EXERCISE DESCRIPTION: Lay out the records below as a numbered list, omitting blank lines and leaving out the pictures.

[Items stored from a collection]
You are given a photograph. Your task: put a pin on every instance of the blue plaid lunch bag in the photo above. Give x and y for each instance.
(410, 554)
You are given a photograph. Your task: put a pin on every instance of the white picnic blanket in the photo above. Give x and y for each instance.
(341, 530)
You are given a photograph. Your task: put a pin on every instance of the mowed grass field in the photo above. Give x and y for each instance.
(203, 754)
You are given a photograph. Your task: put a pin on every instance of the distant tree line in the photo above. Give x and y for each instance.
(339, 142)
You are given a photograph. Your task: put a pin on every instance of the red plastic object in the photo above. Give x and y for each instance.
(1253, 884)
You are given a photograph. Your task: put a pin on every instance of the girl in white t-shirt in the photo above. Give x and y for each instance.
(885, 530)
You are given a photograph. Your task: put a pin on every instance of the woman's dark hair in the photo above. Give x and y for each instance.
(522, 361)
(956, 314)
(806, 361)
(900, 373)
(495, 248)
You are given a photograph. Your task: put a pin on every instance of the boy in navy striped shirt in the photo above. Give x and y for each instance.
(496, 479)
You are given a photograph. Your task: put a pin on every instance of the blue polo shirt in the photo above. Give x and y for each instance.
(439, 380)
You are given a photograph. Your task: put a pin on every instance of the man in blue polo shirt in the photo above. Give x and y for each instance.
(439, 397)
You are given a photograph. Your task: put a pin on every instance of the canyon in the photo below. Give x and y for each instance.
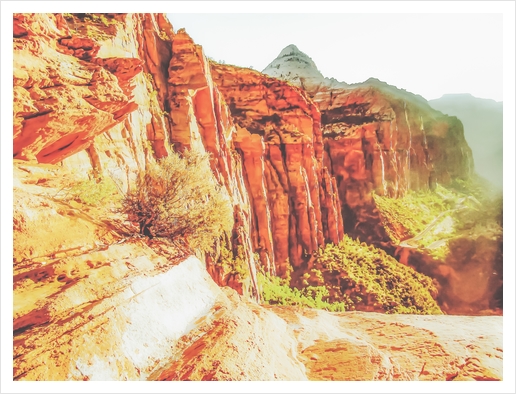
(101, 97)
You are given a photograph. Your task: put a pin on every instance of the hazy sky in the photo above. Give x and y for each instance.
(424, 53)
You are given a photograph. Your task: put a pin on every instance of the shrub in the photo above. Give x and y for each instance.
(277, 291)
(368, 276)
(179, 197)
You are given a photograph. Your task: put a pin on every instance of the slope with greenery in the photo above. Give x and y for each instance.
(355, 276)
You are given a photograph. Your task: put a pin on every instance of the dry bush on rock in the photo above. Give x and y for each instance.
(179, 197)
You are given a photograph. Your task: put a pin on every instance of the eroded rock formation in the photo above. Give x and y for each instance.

RESPONSE TO THIS TASK:
1. You are given a photograph. Your task: put a pin on every instance of the blue plaid lunch bag in the photo above. Give x and y for each instance.
2. (410, 554)
3. You are given a photograph. Your task: put a pin on every instance of the white picnic blanket in the photo above. Give x and y for each instance.
4. (341, 530)
5. You are given a photograph. Your task: put a pin on every instance of the mowed grass field in the photo above. Give x and y for each instance.
6. (203, 754)
7. You are given a photograph. Your task: put a pin on every instance of the distant tree line in the photo above. Give x and y for each instance.
8. (339, 142)
9. You are given a photograph. Your task: put a pin on every instance of the red plastic object in the photo above. Give x and y for each instance.
10. (1253, 884)
11. You are given a photograph. Your task: put a pin on every instance of the girl in white t-shirt in the photo above. Give x and y for each instance.
12. (885, 530)
13. You are given a photograph. Your task: put a pin on every instance of the woman's dark hair in the photo above. Give x and y for each instance.
14. (522, 361)
15. (956, 314)
16. (806, 361)
17. (900, 373)
18. (495, 248)
19. You are given a photograph. Your task: put a pin on every instance of the boy in navy striped shirt in the photo above. Give x and y for each instance.
20. (496, 479)
21. You are given a photograph. Your task: put a pin on every instance of the blue polo shirt in the photo above. Give x and y for each instance.
22. (439, 380)
23. You are given a photograph. Your task: put a pin on every instance of the man in blue polo shirt in the photo above. Give x and y for each instance.
24. (439, 397)
25. You are given a photograph. Your task: put a pin on every instance of the canyon in the photo below. Give x and y for each instance.
26. (101, 97)
27. You are given a photograph. Your task: put a pin on every instance of the hazy sky in the photo above. Give x and y for each instance.
28. (424, 53)
29. You are given a photograph. Your task: put a pin on every instance of the shrub in the photo above. Give x and y for each instance.
30. (277, 291)
31. (368, 276)
32. (179, 197)
33. You are given a photograph. Your task: put a pin on every instance of the slope with greenery in the photo above. Give x and y for each instance.
34. (355, 276)
35. You are given a photograph. Your task: put a pin on every instance of the dry bush on rock in the photo above. Give x and y for each instance.
36. (179, 197)
37. You are given a photograph. Your task: put a pin on every instance of the eroded rock formation in the photo above. Give x and y for each instance.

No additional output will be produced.